Entries on locating named things:
* * * * * * * * *

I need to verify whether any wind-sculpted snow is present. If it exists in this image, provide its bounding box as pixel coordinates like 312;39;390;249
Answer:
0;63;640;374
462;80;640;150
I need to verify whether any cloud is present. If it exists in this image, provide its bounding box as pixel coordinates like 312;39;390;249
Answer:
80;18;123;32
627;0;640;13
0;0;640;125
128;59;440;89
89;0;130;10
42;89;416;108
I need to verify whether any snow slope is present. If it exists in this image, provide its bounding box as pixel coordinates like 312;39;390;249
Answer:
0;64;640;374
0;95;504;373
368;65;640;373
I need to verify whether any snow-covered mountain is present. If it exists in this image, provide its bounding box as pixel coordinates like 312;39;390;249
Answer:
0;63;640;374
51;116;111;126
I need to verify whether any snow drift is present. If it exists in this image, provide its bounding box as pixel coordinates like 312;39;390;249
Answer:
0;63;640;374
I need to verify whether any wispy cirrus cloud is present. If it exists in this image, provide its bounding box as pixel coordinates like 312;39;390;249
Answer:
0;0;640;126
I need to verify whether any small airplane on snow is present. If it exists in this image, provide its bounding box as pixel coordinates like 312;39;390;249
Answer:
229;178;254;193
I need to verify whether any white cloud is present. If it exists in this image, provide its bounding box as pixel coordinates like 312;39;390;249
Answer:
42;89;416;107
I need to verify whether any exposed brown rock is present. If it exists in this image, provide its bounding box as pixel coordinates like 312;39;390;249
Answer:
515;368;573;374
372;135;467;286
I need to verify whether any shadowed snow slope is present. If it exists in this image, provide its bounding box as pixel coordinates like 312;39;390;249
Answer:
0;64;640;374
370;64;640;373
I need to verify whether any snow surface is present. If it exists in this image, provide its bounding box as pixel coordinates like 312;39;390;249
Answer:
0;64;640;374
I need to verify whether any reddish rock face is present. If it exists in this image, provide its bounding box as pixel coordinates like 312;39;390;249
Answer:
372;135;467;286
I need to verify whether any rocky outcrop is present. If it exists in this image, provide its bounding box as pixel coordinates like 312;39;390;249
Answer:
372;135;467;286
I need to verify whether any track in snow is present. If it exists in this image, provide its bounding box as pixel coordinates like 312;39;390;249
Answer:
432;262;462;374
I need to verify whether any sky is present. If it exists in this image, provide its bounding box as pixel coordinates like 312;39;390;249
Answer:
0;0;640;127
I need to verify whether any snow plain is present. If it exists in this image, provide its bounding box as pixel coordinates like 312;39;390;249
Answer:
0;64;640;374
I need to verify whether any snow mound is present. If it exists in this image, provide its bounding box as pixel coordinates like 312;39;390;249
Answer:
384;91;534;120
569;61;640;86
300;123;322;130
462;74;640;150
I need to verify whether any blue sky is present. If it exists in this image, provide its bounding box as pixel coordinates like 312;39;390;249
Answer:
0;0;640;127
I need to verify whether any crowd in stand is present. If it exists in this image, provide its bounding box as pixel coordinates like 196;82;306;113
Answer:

* * * * * * * * *

## DIRECTIVE
Copy out every line of the data above without changing a single character.

## WRITTEN SOLUTION
I need to verify whether any wind-sculpted snow is present. If it exists in this image, provide its bounding box as pixel coordinates like 312;39;390;249
Answer:
0;63;640;374
462;80;640;150
I need to verify whether any cloud is present. If it exists in this image, provide its bounding box as pixel coordinates like 312;39;390;249
Answer:
80;18;123;32
627;0;640;13
0;0;640;125
128;59;440;89
89;0;130;10
42;89;416;108
I need to verify whether any snow slope is present. If it exists in this image, provide its bounding box as pixel coordinates like 312;39;390;249
Answer:
0;64;640;374
0;95;504;373
368;65;640;373
I need to verify whether any snow-covered mountain is present. If it exists in this image, provide its bounding box as pixel coordinates like 312;39;390;249
Answer:
0;63;640;374
51;116;111;126
I need to verify whether any snow drift is present. If it exists in this image, provide its bounding box as pixel coordinates like 312;39;390;249
Answer:
0;63;640;374
I need to verify whether any wispy cirrus cloud is present. If it exists in this image, provide its bounding box as pixel coordinates like 312;39;390;249
Answer:
0;0;640;126
I need to verify whether any small airplane on snow is present. If it exists in this image, provide its bounding box as pixel coordinates like 312;39;390;249
Answer:
229;178;254;193
I need to verify whether any white cloud is present. If it exists in this image, provide its bounding box as pixel coordinates like 312;39;390;249
Answer:
42;89;416;107
I need to verify whether any exposed brown rock is present. If it exists in this image, provide its bounding box as pixel coordinates like 312;39;390;249
Answer:
515;368;573;374
372;135;467;286
I need to verify whether any shadowed snow slope is present. If it exists in this image, provide its bounding box as pixel coordinates like 312;39;390;249
Answer:
0;64;640;374
370;64;640;373
I need to verify whether any snow surface is present. If it exists in this image, provide its bounding box as pixel coordinates like 312;39;390;249
Answer:
0;64;640;374
I need to verify whether any reddish rock face is present. If it exists in this image, provide its bounding box as pixel coordinates like 312;39;390;249
Answer:
372;135;467;286
I need to verify whether any rocky outcrop is present. If it exists in this image, provide its bounding box as pixel coordinates like 312;39;390;249
Answer:
372;135;467;286
I need to verify whether any track in snow is present. If it exists in this image, provide its bounding box as pixel coordinates like 312;39;390;249
Answer:
432;262;462;374
I need to verify whether any sky is present. If it exists in this image, provide its bounding box as pixel coordinates like 312;39;390;249
Answer:
0;0;640;127
I need to verify whether any snow plain is present. If it exists in this image, provide its bounding box as pixel coordinates like 312;39;390;249
Answer:
0;64;640;374
I need to verify whether any snow mound is present. If it exists in this image, provide its bounding box as pixel coordinates like 312;39;390;249
Answer:
384;91;534;120
569;61;640;86
300;123;322;130
462;74;640;150
I need to verify whether any blue sky is present. If it exists in this image, provide its bounding box as pixel coordinates like 312;39;390;249
Answer:
0;0;640;127
I need to verify whether any crowd in stand is present. If it exists in this image, provide its bounding box as pixel coordinates like 196;82;306;113
Answer:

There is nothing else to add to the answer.